--- begin READING PASSAGE ---
This is not the first time I’ve seen Dead! recently, but it is the first since release of brand new single ‘Something More Original’, which fits perfectly into their live set. I was a tad disappointed that they removed ‘Enemy’ to make space for it, but with the band releasing more new material at a rapid rate I’ve got my fingers crossed that there will be another EP, or their first full-length album, announced soon.
Closing with ‘You’re So Cheap’ works much better than having it in the middle of the set. Seeing the band finely crating the order and honing the songs, Dead! shows are getting better the more I see them. I just wish I’d been able to get tickets to their current tour supporting SWMRS.
Something More Original
Enough Enough Enough
Up For Ransom
You’re So Cheap
Highly Suspect are quickly becoming my new favourite band. I made the effort to listen to every single band on the Reading line-up before I went, so that I knew who I wanted to check out, and from the opening lines of ‘Serotonia’ (“I wish that everyone I knew was dead, so that I’d never have to pick up the phone”) I was hooked.
Here we can see a proper rock band. Yes, they’ve found radio success with songs like ‘Lydia’ and ‘Serotonia’, but based off of their lyrics it doesn’t seem like fame was the goal in mind: a band striving to be popular doesn’t release singles talking about murdering women or masturbating. It’s dark, it’s disturbing, but most importantly it’s damn good music.
--- end READING PASSAGE ---
--- begin RECORDED INFORMATION ---
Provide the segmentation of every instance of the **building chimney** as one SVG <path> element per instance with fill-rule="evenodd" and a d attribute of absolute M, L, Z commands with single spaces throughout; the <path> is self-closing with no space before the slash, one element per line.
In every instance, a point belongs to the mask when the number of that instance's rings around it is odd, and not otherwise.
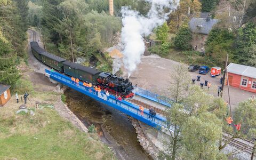
<path fill-rule="evenodd" d="M 206 22 L 210 21 L 210 14 L 208 14 L 208 15 L 207 16 L 207 18 L 206 18 Z"/>
<path fill-rule="evenodd" d="M 109 0 L 109 14 L 114 15 L 114 0 Z"/>

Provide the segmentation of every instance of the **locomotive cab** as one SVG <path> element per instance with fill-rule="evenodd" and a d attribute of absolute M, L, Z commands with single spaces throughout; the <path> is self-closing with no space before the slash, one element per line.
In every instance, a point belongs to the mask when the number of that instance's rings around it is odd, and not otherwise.
<path fill-rule="evenodd" d="M 117 77 L 111 73 L 102 72 L 97 79 L 98 85 L 102 89 L 106 89 L 114 94 L 121 94 L 124 98 L 132 97 L 132 84 L 127 78 Z"/>

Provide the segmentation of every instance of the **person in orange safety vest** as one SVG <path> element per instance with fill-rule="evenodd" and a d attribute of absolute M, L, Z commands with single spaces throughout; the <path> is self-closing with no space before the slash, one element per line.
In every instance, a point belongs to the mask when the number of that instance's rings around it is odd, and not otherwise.
<path fill-rule="evenodd" d="M 210 90 L 210 87 L 211 87 L 211 82 L 210 82 L 207 83 L 207 86 L 208 87 L 208 90 Z"/>
<path fill-rule="evenodd" d="M 227 123 L 229 124 L 230 125 L 232 122 L 233 122 L 233 119 L 232 119 L 231 117 L 229 117 L 226 119 L 226 121 L 227 121 Z"/>
<path fill-rule="evenodd" d="M 235 124 L 235 125 L 234 125 L 234 126 L 236 127 L 236 130 L 237 131 L 240 130 L 240 129 L 241 128 L 241 123 L 238 123 L 238 124 Z"/>
<path fill-rule="evenodd" d="M 144 107 L 140 106 L 139 109 L 140 110 L 140 114 L 143 116 L 143 115 L 144 114 Z"/>

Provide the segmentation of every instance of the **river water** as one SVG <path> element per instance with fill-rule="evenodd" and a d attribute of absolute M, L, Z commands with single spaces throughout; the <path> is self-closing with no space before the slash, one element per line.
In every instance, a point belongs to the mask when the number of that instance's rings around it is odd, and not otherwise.
<path fill-rule="evenodd" d="M 93 124 L 101 140 L 119 159 L 152 159 L 140 145 L 127 116 L 74 90 L 67 90 L 69 108 L 88 127 Z"/>

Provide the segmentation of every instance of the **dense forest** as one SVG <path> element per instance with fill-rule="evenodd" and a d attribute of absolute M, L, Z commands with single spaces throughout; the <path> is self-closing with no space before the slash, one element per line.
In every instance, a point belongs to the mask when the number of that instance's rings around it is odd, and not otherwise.
<path fill-rule="evenodd" d="M 25 1 L 1 0 L 0 9 L 0 82 L 13 84 L 18 58 L 26 56 L 28 7 Z"/>
<path fill-rule="evenodd" d="M 117 16 L 113 17 L 108 14 L 108 1 L 32 1 L 28 3 L 29 21 L 42 28 L 49 51 L 73 61 L 82 57 L 85 66 L 93 65 L 92 60 L 97 68 L 109 71 L 111 60 L 102 51 L 113 46 L 118 35 L 120 10 L 126 5 L 142 14 L 149 7 L 141 0 L 114 1 Z"/>

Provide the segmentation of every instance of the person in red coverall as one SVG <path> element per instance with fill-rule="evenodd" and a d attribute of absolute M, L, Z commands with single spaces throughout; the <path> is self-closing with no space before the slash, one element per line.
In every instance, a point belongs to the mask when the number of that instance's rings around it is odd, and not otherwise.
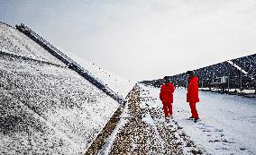
<path fill-rule="evenodd" d="M 193 71 L 187 71 L 187 74 L 188 76 L 187 102 L 189 102 L 191 108 L 192 116 L 190 116 L 190 118 L 194 118 L 194 121 L 197 122 L 199 119 L 196 107 L 197 103 L 199 102 L 198 78 L 197 75 L 195 75 Z"/>
<path fill-rule="evenodd" d="M 163 78 L 163 82 L 164 83 L 160 87 L 160 99 L 162 101 L 164 115 L 168 117 L 172 115 L 172 93 L 174 92 L 175 88 L 167 76 Z"/>

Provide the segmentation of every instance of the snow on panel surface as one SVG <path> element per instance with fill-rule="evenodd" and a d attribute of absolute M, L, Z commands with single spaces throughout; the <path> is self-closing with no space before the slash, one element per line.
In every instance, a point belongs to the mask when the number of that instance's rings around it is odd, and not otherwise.
<path fill-rule="evenodd" d="M 149 108 L 162 108 L 159 88 L 143 87 L 157 103 L 147 102 Z M 183 127 L 195 143 L 210 154 L 256 153 L 256 99 L 240 96 L 200 91 L 197 104 L 201 121 L 194 123 L 185 89 L 174 92 L 173 119 Z M 163 115 L 163 114 L 162 114 Z M 163 120 L 164 121 L 164 120 Z"/>
<path fill-rule="evenodd" d="M 63 65 L 50 53 L 19 30 L 0 22 L 0 50 L 37 60 Z"/>
<path fill-rule="evenodd" d="M 59 49 L 59 47 L 58 47 Z M 64 52 L 64 50 L 61 50 Z M 90 63 L 83 58 L 78 57 L 78 56 L 64 52 L 68 56 L 73 59 L 76 63 L 81 65 L 84 69 L 87 70 L 96 79 L 102 82 L 105 85 L 108 86 L 118 95 L 121 95 L 123 98 L 125 98 L 130 90 L 135 85 L 135 82 L 118 75 L 115 75 L 113 73 L 110 73 L 102 67 Z M 111 60 L 110 60 L 111 61 Z"/>
<path fill-rule="evenodd" d="M 0 56 L 0 154 L 84 152 L 119 104 L 66 67 Z"/>

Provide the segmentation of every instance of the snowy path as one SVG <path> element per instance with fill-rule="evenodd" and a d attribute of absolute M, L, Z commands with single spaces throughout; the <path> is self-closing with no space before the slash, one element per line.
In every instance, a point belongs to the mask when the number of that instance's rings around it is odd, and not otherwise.
<path fill-rule="evenodd" d="M 206 154 L 176 121 L 165 120 L 149 90 L 137 85 L 128 99 L 118 131 L 98 154 Z"/>
<path fill-rule="evenodd" d="M 160 108 L 160 89 L 145 87 L 149 107 Z M 256 99 L 214 92 L 200 91 L 197 109 L 201 121 L 187 120 L 190 108 L 186 102 L 187 90 L 177 89 L 174 93 L 174 121 L 178 122 L 196 145 L 210 154 L 256 153 Z"/>

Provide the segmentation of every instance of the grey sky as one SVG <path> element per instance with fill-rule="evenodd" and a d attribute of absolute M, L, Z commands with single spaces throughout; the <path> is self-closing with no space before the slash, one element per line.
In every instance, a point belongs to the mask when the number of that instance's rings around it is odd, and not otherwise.
<path fill-rule="evenodd" d="M 131 80 L 256 53 L 255 0 L 0 0 L 0 21 Z"/>

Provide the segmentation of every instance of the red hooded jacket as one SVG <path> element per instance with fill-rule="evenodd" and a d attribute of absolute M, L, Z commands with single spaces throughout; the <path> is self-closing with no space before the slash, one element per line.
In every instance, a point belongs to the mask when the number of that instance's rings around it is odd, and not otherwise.
<path fill-rule="evenodd" d="M 198 97 L 198 78 L 197 76 L 189 79 L 187 85 L 187 102 L 197 103 L 199 102 Z"/>
<path fill-rule="evenodd" d="M 162 84 L 160 86 L 160 99 L 162 102 L 173 102 L 173 92 L 174 92 L 174 86 L 171 82 L 168 82 L 167 84 Z"/>

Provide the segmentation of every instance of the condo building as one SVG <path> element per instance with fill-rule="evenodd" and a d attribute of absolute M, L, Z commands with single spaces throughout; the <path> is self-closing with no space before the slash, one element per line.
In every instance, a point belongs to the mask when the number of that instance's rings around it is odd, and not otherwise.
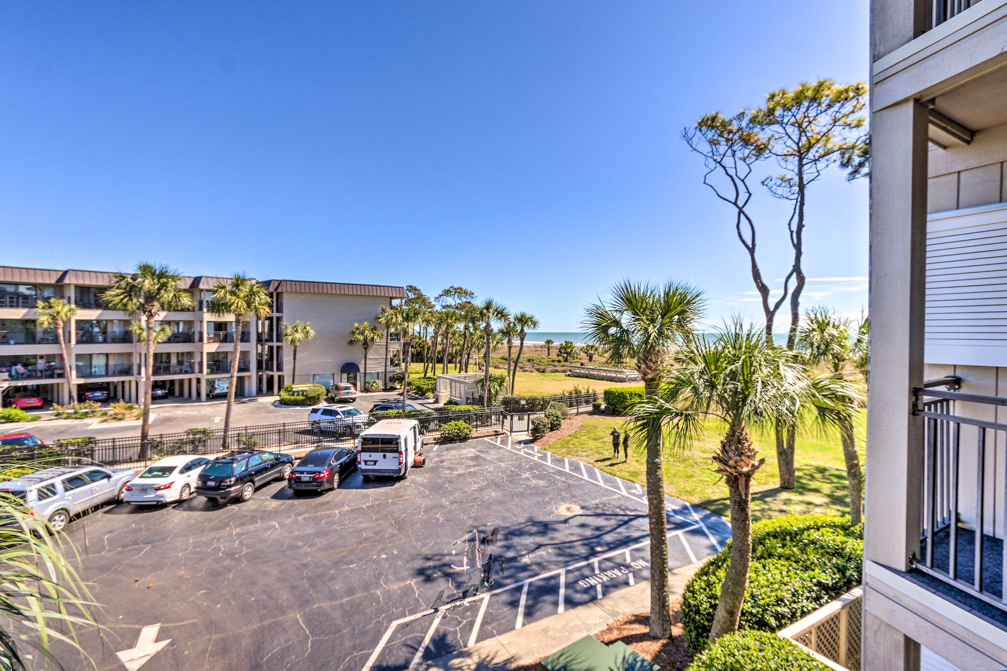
--- end RECORDED INFORMATION ---
-- WRITTEN EXERCISE 1 --
Retype the concert review starting at "Closing with ‘You’re" and ending at "I was hooked.".
-- WRITTEN EXERCISE 2 --
In the entries, give the lines starting at the one containing "Provide the segmentation of every instance of the red" and ending at the one containing "198 97 L 198" again with "red hooded jacket" replaced by "red parka" and everything else unchanged.

-- CORRECT OUTPUT 1 --
Closing with ‘You’re So Cheap’ works much better than having it in the middle of the set. Seeing the band finely crating the order and honing the songs, Dead! shows are getting better the more I see them. I just wish I’d been able to get tickets to their current tour supporting SWMRS.
Something More Original
Enough Enough Enough
Up For Ransom
You’re So Cheap
Highly Suspect are quickly becoming my new favourite band. I made the effort to listen to every single band on the Reading line-up before I went, so that I knew who I wanted to check out, and from the opening lines of ‘Serotonia’ (“I wish that everyone I knew was dead, so that I’d never have to pick up the phone”) I was hooked.

-- CORRECT OUTPUT 2 --
Provide the segmentation of every instance of the red parka as one SVG <path> element per instance with fill-rule="evenodd" and a d attribute of absolute M, L, Z commands with single spaces throughout; the <path> is self-closing with no space before the slash, one element per line.
In every instance, a point belongs to the mask when the number of that instance's rings around it is odd, and not otherwise.
<path fill-rule="evenodd" d="M 198 97 L 198 78 L 197 76 L 189 79 L 187 85 L 187 102 L 197 103 L 199 102 Z"/>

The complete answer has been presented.